To be done
Copy the records below word for word, starting at the first line and ending after the line that contains "x=152, y=583".

Stored rows

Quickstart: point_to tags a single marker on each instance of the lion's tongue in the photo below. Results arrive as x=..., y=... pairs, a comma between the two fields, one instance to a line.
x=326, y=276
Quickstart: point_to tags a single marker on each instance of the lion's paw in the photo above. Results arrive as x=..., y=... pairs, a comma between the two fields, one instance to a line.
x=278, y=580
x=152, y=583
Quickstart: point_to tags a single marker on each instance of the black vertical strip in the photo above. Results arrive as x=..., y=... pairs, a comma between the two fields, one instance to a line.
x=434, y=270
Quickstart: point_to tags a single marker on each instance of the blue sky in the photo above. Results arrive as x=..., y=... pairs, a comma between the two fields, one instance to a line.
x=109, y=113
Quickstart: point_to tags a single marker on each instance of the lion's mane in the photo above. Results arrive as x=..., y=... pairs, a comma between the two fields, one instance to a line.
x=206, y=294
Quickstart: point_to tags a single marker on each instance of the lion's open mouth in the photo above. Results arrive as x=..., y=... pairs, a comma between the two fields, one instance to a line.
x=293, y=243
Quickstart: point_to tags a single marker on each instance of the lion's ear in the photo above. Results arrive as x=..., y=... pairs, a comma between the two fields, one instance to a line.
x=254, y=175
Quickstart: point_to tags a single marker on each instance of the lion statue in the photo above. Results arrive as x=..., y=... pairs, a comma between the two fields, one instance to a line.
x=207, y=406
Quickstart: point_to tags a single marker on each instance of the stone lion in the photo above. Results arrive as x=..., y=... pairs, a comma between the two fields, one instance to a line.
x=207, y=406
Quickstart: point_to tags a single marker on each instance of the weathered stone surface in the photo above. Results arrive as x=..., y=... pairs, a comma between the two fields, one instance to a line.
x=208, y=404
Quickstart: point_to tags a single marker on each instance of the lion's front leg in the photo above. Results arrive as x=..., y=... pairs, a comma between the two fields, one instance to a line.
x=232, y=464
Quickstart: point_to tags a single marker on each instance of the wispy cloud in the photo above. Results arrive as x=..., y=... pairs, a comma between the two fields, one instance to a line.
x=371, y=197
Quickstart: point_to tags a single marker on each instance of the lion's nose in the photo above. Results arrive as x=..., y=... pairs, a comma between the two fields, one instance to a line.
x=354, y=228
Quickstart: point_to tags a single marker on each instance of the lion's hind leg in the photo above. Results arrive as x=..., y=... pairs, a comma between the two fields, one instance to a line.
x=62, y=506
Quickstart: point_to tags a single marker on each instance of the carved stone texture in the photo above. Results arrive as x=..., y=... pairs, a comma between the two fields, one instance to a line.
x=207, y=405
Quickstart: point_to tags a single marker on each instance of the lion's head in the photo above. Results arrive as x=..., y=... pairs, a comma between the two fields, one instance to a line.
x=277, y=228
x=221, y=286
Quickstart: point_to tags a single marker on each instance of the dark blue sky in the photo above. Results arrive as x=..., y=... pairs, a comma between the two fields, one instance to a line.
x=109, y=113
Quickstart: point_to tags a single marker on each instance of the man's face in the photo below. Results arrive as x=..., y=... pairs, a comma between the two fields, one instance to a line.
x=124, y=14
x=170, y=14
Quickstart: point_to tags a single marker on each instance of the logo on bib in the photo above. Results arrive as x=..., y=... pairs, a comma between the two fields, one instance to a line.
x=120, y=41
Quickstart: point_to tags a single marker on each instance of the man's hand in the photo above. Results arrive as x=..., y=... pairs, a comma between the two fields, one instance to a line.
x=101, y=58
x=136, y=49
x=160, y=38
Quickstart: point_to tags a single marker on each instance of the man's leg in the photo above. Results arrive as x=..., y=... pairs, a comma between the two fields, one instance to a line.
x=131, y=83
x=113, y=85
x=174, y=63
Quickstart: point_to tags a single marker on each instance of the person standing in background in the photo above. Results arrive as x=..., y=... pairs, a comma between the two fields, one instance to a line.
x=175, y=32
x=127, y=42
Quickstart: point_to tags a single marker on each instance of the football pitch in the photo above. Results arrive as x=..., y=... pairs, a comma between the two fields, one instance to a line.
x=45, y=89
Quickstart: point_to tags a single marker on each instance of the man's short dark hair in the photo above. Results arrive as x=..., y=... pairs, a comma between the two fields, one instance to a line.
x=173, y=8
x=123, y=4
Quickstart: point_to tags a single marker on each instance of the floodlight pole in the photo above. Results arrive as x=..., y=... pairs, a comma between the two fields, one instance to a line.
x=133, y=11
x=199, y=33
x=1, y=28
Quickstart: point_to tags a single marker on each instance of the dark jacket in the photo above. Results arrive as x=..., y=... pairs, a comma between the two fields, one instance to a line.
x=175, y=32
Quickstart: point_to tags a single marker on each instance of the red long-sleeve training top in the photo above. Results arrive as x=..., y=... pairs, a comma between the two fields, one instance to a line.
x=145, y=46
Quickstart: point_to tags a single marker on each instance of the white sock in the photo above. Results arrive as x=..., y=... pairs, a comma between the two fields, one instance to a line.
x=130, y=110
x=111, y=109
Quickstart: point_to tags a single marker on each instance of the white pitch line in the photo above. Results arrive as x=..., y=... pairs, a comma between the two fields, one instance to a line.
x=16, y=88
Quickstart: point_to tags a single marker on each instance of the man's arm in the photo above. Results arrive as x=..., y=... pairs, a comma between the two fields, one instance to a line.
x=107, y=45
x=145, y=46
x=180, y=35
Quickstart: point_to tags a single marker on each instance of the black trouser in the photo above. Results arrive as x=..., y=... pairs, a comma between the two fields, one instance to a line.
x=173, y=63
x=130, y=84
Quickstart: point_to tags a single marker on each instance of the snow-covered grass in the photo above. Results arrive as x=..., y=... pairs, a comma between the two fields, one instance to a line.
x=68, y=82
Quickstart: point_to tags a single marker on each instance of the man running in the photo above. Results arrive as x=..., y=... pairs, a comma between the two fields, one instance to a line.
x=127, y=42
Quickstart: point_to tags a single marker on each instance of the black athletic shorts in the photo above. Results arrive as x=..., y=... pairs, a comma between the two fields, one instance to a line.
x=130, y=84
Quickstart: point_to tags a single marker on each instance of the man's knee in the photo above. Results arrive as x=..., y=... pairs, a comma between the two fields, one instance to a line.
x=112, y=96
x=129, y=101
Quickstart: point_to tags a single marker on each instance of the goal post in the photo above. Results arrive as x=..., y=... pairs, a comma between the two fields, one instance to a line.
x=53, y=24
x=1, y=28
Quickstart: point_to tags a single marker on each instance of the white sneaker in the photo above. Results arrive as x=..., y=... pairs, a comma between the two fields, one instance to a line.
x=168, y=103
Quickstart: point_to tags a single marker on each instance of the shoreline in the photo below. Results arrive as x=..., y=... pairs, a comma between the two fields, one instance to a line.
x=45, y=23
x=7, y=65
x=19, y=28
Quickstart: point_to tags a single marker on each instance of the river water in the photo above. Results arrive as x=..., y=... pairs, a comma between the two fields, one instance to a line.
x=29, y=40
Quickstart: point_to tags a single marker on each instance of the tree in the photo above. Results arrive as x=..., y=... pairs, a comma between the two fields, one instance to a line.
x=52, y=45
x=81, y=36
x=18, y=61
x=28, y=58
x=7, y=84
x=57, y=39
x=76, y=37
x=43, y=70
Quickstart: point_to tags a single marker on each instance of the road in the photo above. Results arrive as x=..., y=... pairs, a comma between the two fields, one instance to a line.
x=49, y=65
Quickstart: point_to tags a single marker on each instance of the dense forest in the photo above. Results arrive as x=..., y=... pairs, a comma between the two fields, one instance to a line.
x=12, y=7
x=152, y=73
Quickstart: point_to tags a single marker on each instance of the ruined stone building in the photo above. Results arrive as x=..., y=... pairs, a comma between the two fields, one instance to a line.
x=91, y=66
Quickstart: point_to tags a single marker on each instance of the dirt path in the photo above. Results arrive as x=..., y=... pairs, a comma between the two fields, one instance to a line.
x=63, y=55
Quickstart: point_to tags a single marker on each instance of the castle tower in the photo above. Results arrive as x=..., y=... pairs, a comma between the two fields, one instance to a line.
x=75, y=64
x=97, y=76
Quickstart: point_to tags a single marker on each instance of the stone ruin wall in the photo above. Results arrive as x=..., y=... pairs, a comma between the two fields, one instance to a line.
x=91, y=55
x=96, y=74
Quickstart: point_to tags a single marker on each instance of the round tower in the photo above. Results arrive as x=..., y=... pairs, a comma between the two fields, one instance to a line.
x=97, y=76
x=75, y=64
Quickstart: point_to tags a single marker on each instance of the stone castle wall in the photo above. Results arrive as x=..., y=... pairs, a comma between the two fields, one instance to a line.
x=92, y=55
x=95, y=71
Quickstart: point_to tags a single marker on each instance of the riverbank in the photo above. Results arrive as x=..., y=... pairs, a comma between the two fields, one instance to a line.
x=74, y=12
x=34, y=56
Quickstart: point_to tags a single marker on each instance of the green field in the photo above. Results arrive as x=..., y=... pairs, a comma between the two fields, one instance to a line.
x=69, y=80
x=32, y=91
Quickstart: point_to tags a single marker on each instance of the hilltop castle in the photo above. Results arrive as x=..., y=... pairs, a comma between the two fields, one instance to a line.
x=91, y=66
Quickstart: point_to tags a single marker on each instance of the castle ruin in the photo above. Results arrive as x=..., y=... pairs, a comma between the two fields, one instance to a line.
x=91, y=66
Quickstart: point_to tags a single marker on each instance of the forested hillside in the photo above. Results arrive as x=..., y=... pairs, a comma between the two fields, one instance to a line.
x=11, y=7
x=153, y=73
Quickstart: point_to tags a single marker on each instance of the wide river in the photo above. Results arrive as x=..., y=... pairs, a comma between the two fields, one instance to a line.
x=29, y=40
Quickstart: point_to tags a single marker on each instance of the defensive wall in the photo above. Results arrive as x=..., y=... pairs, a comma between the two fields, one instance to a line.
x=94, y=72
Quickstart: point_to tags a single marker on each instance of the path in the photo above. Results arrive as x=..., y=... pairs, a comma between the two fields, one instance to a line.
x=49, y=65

In response
Quickstart: point_to tags a single marker on each instance of the lion's tongue in the photo below. Results arrive as x=..., y=... pairs, a comma between the two fields, one instance to a line.
x=326, y=276
Quickstart: point_to tags a single marker on each instance of the lion's paw in the photo above. Results arrive as x=..., y=... pairs, a comma between the two fields, one instance to a line.
x=278, y=580
x=152, y=583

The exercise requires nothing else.